Records shown below:

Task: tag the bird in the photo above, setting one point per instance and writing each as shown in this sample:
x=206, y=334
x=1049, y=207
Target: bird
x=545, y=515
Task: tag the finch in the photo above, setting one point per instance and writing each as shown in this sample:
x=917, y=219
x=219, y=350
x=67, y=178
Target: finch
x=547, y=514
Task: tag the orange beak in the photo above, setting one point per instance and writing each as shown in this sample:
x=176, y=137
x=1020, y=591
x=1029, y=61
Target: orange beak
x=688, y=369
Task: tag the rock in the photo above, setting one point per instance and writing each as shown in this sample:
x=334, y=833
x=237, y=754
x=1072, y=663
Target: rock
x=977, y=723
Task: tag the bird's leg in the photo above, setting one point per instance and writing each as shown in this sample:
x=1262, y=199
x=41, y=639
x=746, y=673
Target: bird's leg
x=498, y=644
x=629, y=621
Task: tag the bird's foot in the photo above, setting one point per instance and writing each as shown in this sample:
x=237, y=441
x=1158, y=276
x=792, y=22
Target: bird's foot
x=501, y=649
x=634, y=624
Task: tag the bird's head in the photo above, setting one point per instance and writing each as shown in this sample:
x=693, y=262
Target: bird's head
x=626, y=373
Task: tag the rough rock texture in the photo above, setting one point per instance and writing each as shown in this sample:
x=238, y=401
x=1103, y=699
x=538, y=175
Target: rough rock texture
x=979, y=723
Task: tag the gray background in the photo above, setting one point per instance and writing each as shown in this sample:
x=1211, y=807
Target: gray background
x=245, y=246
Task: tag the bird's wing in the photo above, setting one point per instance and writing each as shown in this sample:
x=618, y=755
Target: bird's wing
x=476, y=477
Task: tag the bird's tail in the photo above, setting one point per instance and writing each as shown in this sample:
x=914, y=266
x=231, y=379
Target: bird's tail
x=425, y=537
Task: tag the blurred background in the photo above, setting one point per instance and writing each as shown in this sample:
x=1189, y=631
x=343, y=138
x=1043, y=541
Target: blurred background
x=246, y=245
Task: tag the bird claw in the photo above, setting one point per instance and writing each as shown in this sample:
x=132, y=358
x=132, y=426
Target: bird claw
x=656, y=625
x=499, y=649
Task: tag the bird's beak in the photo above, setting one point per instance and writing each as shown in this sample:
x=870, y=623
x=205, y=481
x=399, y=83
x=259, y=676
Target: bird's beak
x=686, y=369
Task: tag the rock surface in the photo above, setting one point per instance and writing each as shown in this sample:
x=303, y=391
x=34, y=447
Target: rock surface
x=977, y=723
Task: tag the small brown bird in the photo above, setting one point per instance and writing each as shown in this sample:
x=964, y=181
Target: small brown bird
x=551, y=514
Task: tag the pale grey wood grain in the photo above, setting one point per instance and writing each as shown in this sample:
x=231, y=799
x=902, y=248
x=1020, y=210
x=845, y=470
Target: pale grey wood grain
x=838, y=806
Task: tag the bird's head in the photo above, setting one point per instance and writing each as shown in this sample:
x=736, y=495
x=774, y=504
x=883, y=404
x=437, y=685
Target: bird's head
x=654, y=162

End of Records shown.

● **What needs to be done**
Restate the listing word for word.

● **Result of this exercise**
Task: tag the bird in the photo above, setting one point per instance and writing each as shown in this sample:
x=206, y=334
x=1049, y=207
Target: bird
x=545, y=515
Task: tag the finch in the photo above, setting one point per instance and writing each as shown in this sample:
x=917, y=219
x=219, y=350
x=67, y=178
Target: finch
x=547, y=514
Task: tag the orange beak in the photo above, setting one point per instance and writing each as shown in this sample:
x=176, y=137
x=1020, y=591
x=1029, y=61
Target: orange beak
x=688, y=369
Task: tag the rock in the photo above, setting one point per instance and writing each as shown in this sample:
x=334, y=833
x=237, y=754
x=1072, y=663
Target: rock
x=977, y=723
Task: tag the bird's leg in the photo above, setting one point per instance and writing each as shown in this sample:
x=1262, y=199
x=41, y=639
x=746, y=673
Target: bird's leg
x=498, y=644
x=629, y=621
Task: tag the bird's foot in the photo above, setting one point per instance and writing each as shown in this sample:
x=237, y=441
x=1158, y=276
x=792, y=22
Target: bird's foot
x=501, y=649
x=634, y=624
Task: tag the bird's head in the photo above, setting one point per instance and writing each as shown in this sample:
x=693, y=262
Target: bird's head
x=626, y=373
Task: tag the rough rock texture in the photo above, setting one point per instance and writing each as shown in this sample:
x=238, y=401
x=1103, y=699
x=538, y=175
Target: rough rock texture
x=979, y=723
Task: tag the gray background in the photo above, setting one point per instance and writing each as shown in this sample:
x=1211, y=807
Target: gray background
x=245, y=246
Task: tag the bird's wing in the photo above, setting one point per instance and writing each as shown in this sample:
x=618, y=755
Target: bird's wing
x=476, y=477
Task: tag the bird's tail in the photo above, setting one point per instance and writing each as shown in this sample:
x=914, y=266
x=231, y=379
Target: bird's tail
x=425, y=537
Task: tag the blurred background in the photo above, setting one point per instance and writing each as shown in this sample:
x=1189, y=631
x=343, y=138
x=1043, y=541
Target: blurred background
x=246, y=245
Task: tag the bird claw in the photo above, setting one point per instance and writing each as shown in this sample:
x=132, y=358
x=132, y=426
Target: bird claw
x=656, y=625
x=499, y=649
Task: tag the bird's beak in the photo above, setting one point per instance and writing each as shown in this sample:
x=870, y=623
x=205, y=481
x=399, y=83
x=259, y=676
Target: bird's beak
x=686, y=369
Task: tag the rock surface in the photo above, setting one point per instance and writing each as shown in this sample:
x=303, y=391
x=34, y=447
Target: rock surface
x=977, y=723
Task: tag the small brown bird in the photo above, setting one point per instance and writing each as shown in this sample:
x=964, y=181
Target: small brown bird
x=551, y=514
Task: tag the pale grey wood grain in the photo above, setting one point per instance and writing each as shown in this sample:
x=231, y=799
x=902, y=248
x=1020, y=210
x=845, y=470
Target: pale grey wood grain
x=838, y=806
Task: tag the bird's head in the photo above, setting one point per instance and writing each as shown in this sample:
x=736, y=495
x=774, y=504
x=883, y=404
x=437, y=685
Target: bird's head
x=654, y=162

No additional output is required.